(Records from a point-labeling set)
# # # # #

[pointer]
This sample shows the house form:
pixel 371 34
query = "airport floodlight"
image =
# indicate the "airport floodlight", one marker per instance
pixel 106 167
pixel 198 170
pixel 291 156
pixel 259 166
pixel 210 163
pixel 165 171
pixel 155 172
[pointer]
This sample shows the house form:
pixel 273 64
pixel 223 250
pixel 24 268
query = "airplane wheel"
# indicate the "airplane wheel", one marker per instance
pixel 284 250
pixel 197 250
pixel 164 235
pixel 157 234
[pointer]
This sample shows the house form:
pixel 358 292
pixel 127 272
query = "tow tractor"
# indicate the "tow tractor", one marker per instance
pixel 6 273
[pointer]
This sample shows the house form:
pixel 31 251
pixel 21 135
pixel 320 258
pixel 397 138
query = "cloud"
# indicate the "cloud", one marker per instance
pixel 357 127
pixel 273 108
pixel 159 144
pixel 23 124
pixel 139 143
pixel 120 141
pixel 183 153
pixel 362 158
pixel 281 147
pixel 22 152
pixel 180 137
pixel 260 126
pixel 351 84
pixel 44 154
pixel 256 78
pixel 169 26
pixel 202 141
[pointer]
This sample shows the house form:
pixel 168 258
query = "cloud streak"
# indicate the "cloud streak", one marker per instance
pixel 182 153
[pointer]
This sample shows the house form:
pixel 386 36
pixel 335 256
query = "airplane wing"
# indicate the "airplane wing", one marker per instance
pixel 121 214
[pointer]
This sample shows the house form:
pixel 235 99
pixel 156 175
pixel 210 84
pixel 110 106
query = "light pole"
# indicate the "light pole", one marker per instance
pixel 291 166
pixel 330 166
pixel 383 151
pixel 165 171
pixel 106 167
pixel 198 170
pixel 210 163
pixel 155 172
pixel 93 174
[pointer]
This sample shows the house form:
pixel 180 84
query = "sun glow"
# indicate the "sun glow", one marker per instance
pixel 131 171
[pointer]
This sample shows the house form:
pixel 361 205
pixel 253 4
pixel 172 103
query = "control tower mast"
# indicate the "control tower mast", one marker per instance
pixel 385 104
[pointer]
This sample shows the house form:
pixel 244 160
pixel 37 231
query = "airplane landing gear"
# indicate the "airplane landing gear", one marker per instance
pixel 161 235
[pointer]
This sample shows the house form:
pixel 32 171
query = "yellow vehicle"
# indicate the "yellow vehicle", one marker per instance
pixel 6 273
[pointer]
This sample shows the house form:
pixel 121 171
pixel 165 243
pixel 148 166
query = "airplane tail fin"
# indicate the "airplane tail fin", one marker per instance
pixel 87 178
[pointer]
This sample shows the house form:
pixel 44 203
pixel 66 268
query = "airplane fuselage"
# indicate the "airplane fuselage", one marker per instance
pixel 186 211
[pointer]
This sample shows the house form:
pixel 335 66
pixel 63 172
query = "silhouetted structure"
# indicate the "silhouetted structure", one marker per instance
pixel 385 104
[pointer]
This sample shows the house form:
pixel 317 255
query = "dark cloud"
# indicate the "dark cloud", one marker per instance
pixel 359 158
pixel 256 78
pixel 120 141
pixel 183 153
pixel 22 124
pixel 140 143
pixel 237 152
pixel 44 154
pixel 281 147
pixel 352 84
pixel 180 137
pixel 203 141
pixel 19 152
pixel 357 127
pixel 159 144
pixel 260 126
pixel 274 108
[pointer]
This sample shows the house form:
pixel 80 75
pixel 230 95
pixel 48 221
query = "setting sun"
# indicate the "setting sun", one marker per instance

# # # # #

Turn the entire listing above into a numbered list and drop any blank lines.

1. [pointer]
2. This sample shows the house form:
3. pixel 371 34
4. query = "airport floodlight"
5. image =
6. # indicate the "airport floodlight", one marker per instance
7. pixel 106 167
8. pixel 198 170
9. pixel 291 156
10. pixel 259 166
11. pixel 210 163
12. pixel 165 171
13. pixel 155 172
14. [pointer]
15. This sample shows the house form:
16. pixel 273 64
17. pixel 223 250
18. pixel 24 268
19. query = "airplane wheel"
20. # indicate the "airplane wheel", one marker per instance
21. pixel 284 250
22. pixel 197 250
23. pixel 164 235
24. pixel 157 234
25. [pointer]
26. This sample shows the house form:
27. pixel 358 292
28. pixel 127 272
29. query = "tow tractor"
30. # indicate the "tow tractor", one marker per instance
31. pixel 6 273
32. [pointer]
33. This sample shows the house form:
34. pixel 31 251
35. pixel 21 135
36. pixel 320 258
37. pixel 397 138
38. query = "cloud"
39. # indicate the "cloud", one marker per instance
40. pixel 357 127
41. pixel 273 108
42. pixel 159 144
43. pixel 23 124
44. pixel 139 143
45. pixel 120 141
46. pixel 183 153
47. pixel 362 158
48. pixel 281 147
49. pixel 22 152
50. pixel 180 137
51. pixel 260 126
52. pixel 351 84
53. pixel 44 154
54. pixel 256 78
55. pixel 169 26
56. pixel 202 141
57. [pointer]
58. This sample shows the house form:
59. pixel 168 258
60. query = "cloud streak"
61. # indicate the "cloud streak", one marker per instance
62. pixel 182 153
63. [pointer]
64. This sample shows the house form:
65. pixel 386 36
66. pixel 335 256
67. query = "airplane wing"
68. # indicate the "airplane wing", one marker per instance
69. pixel 121 214
70. [pointer]
71. This sample shows the house form:
72. pixel 235 99
73. pixel 156 175
74. pixel 210 84
75. pixel 110 106
76. query = "light pole"
77. # indicate the "light pole", one marker per instance
78. pixel 291 166
79. pixel 330 166
80. pixel 383 151
81. pixel 165 171
82. pixel 106 167
83. pixel 198 170
84. pixel 210 163
85. pixel 155 172
86. pixel 93 174
87. [pointer]
88. This sample shows the house form:
89. pixel 180 84
90. query = "sun glow"
91. # indicate the "sun glow", one marker per instance
92. pixel 131 171
93. [pointer]
94. This sample shows the house form:
95. pixel 361 205
96. pixel 253 4
97. pixel 172 103
98. query = "control tower mast"
99. # indicate the "control tower mast", one marker per instance
100. pixel 385 104
101. [pointer]
102. This sample shows the house form:
103. pixel 244 160
104. pixel 37 231
105. query = "airplane landing gear"
106. # indicate the "airplane landing gear", one marker per instance
107. pixel 161 235
108. [pointer]
109. This sample shows the house form:
110. pixel 32 171
111. query = "yellow vehicle"
112. # indicate the "yellow vehicle", one marker per instance
113. pixel 6 273
114. [pointer]
115. This sample shows the house form:
116. pixel 121 171
117. pixel 165 243
118. pixel 148 166
119. query = "airplane tail fin"
120. # indicate the "airplane tail fin", one marker per instance
121. pixel 87 178
122. [pointer]
123. This sample shows the house form:
124. pixel 44 203
125. pixel 66 268
126. query = "airplane fuselage"
127. # indicate the "airplane fuselage", one marker per instance
128. pixel 186 211
129. [pointer]
130. This sample shows the house form:
131. pixel 335 66
132. pixel 63 172
133. query = "silhouetted structure"
134. # indicate the "silhouetted structure", one marker per instance
135. pixel 385 104
136. [pointer]
137. This sample shows the house form:
138. pixel 317 255
139. query = "dark cloud"
140. # indicate the "dark cloud", one marker per instance
141. pixel 359 158
142. pixel 256 78
143. pixel 120 141
144. pixel 183 153
145. pixel 22 124
146. pixel 140 143
147. pixel 237 152
148. pixel 44 154
149. pixel 281 147
150. pixel 352 84
151. pixel 180 137
152. pixel 203 141
153. pixel 19 152
154. pixel 357 127
155. pixel 159 144
156. pixel 260 126
157. pixel 274 108
158. [pointer]
159. This sample shows the house form:
160. pixel 80 75
161. pixel 230 95
162. pixel 48 221
163. query = "setting sun"
164. # indicate the "setting sun", one marker per instance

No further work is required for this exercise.